JOB: Find every line in the data entries below that contains the string "black" and copy each of those lines in full. Case counts.

Data entries
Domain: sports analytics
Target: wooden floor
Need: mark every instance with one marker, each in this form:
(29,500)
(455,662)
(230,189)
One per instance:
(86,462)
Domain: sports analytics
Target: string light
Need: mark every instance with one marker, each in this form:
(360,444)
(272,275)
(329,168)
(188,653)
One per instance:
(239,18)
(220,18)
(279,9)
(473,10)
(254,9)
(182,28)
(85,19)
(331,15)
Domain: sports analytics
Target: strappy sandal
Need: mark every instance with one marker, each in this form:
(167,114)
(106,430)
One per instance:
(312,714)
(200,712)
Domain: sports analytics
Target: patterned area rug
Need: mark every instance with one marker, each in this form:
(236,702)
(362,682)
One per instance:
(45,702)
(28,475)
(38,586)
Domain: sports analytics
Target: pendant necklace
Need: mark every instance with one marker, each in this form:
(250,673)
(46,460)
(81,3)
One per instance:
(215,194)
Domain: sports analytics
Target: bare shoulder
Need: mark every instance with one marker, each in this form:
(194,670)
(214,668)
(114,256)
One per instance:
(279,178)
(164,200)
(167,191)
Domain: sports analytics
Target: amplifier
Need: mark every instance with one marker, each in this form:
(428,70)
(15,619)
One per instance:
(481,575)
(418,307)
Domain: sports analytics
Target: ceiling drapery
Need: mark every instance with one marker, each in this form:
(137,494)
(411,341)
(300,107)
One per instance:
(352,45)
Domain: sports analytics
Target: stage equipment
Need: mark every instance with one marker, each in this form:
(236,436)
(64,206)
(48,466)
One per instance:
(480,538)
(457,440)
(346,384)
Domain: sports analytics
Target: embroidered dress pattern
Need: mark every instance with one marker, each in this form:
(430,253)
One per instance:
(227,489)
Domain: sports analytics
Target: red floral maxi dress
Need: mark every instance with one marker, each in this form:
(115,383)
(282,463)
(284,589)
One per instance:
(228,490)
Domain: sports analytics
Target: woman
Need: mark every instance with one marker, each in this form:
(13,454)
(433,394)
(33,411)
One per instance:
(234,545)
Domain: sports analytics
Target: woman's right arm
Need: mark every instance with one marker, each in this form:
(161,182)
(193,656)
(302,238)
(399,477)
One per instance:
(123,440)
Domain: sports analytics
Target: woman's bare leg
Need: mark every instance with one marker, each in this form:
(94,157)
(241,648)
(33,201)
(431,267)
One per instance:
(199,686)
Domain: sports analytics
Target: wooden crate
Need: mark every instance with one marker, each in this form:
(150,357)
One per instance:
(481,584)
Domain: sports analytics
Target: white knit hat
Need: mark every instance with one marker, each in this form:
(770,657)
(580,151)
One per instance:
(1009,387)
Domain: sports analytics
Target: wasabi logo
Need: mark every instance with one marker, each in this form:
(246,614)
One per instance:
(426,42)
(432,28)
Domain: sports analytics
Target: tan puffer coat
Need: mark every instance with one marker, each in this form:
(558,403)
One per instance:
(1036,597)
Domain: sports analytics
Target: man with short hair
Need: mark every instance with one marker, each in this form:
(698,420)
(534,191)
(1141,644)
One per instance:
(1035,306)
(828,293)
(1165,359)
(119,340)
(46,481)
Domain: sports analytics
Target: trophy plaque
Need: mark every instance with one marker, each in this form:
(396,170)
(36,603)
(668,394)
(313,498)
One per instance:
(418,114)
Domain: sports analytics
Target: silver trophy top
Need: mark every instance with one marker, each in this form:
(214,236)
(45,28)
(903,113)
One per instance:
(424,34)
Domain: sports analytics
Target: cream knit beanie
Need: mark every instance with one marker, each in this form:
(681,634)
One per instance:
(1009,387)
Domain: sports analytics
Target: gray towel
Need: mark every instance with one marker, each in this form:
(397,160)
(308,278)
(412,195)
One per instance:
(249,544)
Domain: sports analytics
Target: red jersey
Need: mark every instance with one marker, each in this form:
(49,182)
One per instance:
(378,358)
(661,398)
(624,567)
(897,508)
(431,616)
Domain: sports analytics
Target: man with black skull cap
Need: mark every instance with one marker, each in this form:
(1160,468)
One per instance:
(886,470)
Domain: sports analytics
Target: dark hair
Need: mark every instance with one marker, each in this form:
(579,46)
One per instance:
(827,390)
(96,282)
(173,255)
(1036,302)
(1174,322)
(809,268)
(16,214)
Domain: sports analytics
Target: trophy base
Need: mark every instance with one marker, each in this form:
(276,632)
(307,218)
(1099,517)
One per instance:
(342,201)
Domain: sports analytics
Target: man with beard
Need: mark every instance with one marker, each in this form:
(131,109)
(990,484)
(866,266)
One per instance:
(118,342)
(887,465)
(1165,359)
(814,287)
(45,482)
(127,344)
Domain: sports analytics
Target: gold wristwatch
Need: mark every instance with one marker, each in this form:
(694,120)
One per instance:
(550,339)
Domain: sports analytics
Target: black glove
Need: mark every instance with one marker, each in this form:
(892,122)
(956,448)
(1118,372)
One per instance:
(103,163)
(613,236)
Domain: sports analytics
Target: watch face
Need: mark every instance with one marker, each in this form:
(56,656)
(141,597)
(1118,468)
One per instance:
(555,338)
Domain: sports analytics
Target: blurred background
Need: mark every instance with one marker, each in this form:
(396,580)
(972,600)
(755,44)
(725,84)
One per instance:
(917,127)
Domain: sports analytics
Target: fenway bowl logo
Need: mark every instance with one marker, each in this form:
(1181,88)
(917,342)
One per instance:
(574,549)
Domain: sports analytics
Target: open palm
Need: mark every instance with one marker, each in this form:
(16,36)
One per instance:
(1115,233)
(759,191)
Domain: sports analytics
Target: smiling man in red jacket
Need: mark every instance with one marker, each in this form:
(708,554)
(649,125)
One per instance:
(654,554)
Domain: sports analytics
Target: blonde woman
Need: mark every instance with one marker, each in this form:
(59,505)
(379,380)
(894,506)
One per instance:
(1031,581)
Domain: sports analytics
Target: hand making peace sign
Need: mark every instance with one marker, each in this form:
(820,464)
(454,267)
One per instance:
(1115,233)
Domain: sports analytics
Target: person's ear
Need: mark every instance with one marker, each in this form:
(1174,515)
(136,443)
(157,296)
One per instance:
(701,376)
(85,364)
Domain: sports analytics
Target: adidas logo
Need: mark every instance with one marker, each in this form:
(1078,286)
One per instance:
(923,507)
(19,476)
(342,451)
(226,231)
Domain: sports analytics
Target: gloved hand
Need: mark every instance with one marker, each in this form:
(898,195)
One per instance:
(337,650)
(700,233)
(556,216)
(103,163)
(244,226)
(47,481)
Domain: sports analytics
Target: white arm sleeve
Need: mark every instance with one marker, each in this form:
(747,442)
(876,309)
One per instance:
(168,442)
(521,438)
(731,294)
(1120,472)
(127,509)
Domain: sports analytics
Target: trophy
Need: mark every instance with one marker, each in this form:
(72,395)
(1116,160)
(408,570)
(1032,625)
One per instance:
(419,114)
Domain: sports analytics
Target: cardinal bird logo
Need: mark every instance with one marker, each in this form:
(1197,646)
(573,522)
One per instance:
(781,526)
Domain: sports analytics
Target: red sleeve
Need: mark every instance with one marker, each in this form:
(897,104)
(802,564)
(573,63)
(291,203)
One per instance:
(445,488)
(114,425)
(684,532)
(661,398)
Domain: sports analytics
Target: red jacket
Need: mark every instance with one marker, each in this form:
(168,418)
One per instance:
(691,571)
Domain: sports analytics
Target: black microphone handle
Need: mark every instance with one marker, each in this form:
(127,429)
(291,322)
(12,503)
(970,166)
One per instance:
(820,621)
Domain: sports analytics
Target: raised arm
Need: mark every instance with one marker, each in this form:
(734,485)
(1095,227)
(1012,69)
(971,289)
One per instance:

CORRECT RESULT:
Target: man with black skull cap
Target: black glove
Target: black microphone handle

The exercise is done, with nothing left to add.